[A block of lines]
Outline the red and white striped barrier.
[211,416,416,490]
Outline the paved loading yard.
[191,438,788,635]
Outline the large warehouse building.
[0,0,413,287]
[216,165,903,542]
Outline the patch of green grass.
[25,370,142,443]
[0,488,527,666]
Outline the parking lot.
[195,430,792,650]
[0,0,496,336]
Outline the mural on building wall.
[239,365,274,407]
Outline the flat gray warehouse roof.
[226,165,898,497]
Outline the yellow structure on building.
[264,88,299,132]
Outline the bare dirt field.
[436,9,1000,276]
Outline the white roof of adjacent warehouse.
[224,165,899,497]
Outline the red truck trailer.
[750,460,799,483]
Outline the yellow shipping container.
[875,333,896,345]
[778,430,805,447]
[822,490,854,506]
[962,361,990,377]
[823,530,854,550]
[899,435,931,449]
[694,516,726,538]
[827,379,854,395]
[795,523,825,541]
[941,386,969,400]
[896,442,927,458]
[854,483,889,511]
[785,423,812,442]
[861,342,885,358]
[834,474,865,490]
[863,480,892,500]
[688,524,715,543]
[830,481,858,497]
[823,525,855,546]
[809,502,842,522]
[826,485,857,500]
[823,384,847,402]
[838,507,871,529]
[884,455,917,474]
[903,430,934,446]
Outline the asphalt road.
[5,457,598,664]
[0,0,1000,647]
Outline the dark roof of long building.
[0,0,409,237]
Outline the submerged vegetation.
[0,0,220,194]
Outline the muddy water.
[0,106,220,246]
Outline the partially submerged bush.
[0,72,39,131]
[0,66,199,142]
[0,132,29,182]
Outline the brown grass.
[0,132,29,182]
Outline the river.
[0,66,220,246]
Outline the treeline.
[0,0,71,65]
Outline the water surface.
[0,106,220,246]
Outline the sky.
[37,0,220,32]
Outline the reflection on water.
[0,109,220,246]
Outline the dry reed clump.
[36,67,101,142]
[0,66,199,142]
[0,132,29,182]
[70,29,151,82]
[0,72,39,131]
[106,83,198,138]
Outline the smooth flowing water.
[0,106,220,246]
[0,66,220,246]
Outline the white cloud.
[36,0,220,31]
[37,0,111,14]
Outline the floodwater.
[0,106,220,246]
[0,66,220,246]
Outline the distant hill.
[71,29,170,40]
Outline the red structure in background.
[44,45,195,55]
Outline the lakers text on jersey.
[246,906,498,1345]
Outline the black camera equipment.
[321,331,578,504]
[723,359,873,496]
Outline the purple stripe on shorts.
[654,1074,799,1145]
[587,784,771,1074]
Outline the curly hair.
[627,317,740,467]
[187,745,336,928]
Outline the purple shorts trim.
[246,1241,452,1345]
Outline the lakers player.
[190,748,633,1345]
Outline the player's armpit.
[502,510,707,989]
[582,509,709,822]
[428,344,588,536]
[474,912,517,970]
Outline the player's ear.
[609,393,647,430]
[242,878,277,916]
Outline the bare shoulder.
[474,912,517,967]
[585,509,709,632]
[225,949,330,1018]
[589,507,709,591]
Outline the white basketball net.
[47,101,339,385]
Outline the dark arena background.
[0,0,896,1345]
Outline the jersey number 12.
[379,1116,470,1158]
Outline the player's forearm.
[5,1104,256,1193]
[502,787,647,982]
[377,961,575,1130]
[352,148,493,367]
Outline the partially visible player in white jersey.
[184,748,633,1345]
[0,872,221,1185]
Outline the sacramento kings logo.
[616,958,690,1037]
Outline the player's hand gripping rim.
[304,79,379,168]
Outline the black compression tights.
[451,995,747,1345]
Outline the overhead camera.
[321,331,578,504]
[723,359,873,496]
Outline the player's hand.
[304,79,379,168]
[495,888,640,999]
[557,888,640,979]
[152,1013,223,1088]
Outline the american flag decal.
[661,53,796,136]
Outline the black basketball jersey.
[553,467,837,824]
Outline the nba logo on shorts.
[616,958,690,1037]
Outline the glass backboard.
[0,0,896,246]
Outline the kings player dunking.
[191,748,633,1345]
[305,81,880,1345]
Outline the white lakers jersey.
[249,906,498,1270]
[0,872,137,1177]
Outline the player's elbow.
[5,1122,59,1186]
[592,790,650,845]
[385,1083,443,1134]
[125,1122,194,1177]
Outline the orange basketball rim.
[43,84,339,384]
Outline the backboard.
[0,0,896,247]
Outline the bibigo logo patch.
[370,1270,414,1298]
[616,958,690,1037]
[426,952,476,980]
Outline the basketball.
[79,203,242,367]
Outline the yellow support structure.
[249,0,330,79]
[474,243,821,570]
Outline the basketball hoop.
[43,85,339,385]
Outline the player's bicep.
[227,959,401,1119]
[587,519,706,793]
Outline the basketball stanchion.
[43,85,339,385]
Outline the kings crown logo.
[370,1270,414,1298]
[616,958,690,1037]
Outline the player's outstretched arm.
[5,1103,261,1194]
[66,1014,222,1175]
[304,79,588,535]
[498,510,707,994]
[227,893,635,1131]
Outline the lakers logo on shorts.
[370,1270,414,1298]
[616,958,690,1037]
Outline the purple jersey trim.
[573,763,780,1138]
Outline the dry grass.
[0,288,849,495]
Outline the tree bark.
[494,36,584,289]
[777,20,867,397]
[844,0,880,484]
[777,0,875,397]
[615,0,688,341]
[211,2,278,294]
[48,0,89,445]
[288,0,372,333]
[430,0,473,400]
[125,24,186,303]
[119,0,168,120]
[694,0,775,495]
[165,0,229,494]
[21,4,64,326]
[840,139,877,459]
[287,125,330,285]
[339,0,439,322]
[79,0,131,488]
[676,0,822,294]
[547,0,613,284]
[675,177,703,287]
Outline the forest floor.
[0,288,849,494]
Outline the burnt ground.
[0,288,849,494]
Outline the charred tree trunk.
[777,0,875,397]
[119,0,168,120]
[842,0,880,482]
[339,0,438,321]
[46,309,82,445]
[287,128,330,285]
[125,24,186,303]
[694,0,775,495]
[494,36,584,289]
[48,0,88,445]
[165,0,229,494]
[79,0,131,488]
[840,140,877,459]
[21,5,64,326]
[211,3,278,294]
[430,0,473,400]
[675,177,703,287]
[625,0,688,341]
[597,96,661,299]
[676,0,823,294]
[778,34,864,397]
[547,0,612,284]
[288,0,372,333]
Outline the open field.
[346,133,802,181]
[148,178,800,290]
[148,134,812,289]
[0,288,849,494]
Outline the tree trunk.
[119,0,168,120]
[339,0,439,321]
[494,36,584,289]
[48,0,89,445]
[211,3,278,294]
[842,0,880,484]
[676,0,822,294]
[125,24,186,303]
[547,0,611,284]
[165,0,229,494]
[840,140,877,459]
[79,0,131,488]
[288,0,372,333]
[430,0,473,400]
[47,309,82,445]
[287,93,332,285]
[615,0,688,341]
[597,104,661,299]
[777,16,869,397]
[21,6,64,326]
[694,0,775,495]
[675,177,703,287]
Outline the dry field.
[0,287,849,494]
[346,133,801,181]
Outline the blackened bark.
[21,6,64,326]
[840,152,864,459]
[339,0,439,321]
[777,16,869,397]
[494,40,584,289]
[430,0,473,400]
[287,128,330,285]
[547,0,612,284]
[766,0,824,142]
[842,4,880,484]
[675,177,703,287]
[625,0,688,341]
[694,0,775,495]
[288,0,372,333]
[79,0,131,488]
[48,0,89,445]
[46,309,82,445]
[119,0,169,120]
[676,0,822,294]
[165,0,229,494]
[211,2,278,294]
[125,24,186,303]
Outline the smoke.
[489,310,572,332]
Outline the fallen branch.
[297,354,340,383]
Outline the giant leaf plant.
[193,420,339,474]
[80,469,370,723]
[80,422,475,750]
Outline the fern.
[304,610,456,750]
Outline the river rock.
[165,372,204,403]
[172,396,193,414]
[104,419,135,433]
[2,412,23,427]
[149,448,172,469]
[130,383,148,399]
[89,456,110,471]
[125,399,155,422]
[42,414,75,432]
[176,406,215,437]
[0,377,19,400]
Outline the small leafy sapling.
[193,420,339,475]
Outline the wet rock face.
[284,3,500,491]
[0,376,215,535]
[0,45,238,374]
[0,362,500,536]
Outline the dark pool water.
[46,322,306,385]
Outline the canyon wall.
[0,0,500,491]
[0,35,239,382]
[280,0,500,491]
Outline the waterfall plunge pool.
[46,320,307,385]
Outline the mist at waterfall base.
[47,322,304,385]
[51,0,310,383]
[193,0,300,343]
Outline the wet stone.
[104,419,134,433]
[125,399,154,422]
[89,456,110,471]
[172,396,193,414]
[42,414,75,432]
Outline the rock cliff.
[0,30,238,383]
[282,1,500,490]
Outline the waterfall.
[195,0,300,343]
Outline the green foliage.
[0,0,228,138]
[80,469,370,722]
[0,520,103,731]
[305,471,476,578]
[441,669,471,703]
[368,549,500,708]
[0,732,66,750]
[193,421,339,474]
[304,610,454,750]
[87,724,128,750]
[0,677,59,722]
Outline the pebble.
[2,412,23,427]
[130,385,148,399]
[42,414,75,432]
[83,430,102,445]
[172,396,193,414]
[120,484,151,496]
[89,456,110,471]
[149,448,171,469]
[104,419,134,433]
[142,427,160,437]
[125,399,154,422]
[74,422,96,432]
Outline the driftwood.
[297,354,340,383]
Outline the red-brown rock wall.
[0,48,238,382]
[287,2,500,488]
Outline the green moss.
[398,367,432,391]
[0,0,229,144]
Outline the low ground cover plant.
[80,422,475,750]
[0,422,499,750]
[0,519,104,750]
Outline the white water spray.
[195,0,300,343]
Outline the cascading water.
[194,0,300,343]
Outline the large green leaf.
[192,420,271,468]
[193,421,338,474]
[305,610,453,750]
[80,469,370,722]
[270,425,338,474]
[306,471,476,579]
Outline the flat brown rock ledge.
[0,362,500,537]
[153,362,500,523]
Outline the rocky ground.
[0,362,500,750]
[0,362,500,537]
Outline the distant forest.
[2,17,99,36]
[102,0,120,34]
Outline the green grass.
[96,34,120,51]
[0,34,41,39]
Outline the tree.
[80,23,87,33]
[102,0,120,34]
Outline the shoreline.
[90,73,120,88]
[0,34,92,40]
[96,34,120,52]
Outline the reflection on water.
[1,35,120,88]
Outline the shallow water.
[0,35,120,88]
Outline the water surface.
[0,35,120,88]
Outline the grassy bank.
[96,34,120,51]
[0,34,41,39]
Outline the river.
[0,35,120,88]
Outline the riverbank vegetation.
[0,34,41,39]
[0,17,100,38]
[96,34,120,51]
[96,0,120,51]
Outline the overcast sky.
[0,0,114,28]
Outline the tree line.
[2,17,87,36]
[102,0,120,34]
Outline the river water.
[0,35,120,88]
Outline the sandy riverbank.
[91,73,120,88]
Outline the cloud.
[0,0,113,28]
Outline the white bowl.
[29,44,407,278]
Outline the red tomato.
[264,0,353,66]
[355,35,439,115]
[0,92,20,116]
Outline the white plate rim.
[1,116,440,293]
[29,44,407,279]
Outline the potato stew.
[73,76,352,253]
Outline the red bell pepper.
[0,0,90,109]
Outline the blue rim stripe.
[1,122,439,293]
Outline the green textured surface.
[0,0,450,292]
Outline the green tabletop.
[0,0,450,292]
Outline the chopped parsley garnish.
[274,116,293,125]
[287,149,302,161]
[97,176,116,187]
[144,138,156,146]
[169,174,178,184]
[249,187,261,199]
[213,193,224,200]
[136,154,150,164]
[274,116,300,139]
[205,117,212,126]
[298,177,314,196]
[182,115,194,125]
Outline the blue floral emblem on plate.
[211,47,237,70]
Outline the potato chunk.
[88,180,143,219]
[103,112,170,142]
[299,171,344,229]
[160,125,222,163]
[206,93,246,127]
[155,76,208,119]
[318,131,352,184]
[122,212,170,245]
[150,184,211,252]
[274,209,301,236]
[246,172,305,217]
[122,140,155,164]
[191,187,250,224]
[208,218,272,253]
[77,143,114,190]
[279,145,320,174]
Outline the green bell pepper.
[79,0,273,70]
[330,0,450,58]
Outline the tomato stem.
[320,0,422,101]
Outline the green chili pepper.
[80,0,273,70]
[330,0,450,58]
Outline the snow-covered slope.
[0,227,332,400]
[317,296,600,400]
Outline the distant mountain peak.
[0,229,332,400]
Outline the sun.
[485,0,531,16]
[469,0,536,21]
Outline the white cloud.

• [Stated goal]
Rewrite the lines from the one with "Outline the black compression tights." through the one with "[661,53,796,136]", swapping "overhead camera" for "ceiling camera" and leaving everything else as it is.

• [Right answer]
Outline the black compression tights.
[451,995,747,1345]
Outline the ceiling camera.
[321,331,578,504]
[723,359,873,496]
Outline the player's hand.
[304,79,379,168]
[495,888,640,999]
[557,888,640,979]
[152,1013,223,1088]
Outline the american flag decal.
[661,53,796,136]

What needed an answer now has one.